> Problem to work on
Once the line with "Target: grey pant" is found in the data, output it and each following line exactly, up to and including the line with "Every instance of the western", and nothing before or after.

*** Input data ***

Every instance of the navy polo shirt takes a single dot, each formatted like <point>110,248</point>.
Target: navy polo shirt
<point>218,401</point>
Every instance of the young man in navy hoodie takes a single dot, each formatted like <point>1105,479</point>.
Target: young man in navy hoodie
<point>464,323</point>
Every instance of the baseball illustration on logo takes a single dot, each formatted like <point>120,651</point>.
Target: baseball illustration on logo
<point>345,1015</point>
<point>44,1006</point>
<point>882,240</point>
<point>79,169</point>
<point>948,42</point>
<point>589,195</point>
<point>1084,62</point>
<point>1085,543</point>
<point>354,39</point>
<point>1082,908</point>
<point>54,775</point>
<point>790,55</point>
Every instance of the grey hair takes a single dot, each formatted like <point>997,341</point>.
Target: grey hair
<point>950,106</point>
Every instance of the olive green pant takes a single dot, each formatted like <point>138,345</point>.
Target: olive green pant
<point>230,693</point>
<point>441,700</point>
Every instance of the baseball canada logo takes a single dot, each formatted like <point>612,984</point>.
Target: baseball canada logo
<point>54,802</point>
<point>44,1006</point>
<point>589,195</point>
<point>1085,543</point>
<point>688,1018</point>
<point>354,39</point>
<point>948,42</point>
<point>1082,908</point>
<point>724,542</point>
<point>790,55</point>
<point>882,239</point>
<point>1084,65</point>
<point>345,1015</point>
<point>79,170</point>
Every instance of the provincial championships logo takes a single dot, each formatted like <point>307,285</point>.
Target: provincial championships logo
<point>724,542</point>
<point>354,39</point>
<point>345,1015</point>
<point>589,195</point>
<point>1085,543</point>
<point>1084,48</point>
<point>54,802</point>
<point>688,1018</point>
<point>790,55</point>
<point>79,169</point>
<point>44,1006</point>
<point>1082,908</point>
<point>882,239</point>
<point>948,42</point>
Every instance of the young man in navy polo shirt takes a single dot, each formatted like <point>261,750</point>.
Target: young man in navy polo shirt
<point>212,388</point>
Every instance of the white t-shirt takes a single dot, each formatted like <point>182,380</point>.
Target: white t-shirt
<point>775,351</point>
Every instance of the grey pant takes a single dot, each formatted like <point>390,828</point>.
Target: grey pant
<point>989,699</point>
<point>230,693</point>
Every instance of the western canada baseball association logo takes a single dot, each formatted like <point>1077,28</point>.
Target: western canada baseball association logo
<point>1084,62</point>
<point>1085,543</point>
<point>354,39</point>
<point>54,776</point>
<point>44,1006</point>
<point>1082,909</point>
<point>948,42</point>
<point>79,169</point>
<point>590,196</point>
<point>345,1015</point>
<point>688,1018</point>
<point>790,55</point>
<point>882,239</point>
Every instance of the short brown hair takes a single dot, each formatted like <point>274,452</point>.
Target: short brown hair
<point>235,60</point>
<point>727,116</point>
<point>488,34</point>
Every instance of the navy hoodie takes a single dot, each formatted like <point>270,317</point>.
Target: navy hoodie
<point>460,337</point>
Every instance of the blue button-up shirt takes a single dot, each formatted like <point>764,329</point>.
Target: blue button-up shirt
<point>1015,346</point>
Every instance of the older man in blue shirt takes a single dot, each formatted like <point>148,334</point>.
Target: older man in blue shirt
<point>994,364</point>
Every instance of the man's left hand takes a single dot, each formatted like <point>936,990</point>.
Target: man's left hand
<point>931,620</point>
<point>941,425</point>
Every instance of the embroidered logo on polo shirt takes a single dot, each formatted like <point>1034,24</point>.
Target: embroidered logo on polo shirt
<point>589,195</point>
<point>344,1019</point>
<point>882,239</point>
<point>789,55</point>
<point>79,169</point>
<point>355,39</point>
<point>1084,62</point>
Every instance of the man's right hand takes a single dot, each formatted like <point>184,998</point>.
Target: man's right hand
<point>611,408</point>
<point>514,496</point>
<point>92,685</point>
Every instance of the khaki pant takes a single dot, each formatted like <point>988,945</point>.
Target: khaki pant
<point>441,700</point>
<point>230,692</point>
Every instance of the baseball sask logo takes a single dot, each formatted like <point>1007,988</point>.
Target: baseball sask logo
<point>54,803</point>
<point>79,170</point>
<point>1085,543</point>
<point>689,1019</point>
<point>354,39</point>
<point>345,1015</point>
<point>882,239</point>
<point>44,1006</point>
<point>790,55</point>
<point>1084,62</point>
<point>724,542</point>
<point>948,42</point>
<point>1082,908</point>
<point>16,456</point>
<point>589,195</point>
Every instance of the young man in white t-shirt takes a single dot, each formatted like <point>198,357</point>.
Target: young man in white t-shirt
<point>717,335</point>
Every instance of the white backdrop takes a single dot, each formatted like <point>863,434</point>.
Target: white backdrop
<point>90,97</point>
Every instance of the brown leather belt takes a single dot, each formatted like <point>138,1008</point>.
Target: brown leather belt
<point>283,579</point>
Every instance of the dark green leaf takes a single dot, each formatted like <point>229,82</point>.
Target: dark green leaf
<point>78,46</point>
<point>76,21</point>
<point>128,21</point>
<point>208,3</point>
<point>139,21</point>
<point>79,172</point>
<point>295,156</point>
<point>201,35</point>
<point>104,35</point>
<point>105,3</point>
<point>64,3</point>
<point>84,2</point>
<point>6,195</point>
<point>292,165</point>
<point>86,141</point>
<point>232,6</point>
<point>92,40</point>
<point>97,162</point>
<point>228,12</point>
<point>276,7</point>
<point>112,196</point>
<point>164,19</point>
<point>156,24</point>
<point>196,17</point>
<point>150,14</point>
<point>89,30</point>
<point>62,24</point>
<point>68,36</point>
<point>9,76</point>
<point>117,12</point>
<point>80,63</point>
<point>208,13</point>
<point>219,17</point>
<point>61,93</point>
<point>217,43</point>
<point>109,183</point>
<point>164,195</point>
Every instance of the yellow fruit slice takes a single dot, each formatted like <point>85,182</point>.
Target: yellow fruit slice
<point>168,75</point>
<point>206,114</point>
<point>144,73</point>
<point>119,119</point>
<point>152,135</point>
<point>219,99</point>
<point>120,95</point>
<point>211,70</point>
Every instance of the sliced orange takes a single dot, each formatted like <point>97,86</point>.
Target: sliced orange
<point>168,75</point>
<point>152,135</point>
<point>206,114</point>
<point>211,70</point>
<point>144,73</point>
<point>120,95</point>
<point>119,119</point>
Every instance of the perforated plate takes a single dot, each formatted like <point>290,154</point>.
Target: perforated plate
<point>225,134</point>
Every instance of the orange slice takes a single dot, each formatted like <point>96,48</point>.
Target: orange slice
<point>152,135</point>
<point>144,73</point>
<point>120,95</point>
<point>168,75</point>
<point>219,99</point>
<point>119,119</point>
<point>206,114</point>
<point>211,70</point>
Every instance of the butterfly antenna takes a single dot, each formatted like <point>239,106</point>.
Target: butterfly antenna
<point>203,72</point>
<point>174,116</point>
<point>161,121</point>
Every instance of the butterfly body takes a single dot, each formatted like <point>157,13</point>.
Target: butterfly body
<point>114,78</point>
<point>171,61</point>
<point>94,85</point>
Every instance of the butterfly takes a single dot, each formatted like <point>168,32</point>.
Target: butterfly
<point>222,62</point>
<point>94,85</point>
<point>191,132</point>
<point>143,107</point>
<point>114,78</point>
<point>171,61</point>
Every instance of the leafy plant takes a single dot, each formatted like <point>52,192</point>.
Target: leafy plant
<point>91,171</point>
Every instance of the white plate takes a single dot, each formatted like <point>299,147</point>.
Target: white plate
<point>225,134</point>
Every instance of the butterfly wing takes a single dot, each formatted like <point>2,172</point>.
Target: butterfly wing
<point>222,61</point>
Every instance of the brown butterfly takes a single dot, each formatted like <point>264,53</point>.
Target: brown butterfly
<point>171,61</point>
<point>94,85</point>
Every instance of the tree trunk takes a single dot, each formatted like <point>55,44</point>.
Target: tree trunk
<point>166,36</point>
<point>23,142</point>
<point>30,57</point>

*** End of Input data ***

> Expected answer
Target: grey pant
<point>989,699</point>
<point>230,693</point>
Every instance of the western canada baseball association logo takes a single dot, each formatted like <point>1077,28</point>.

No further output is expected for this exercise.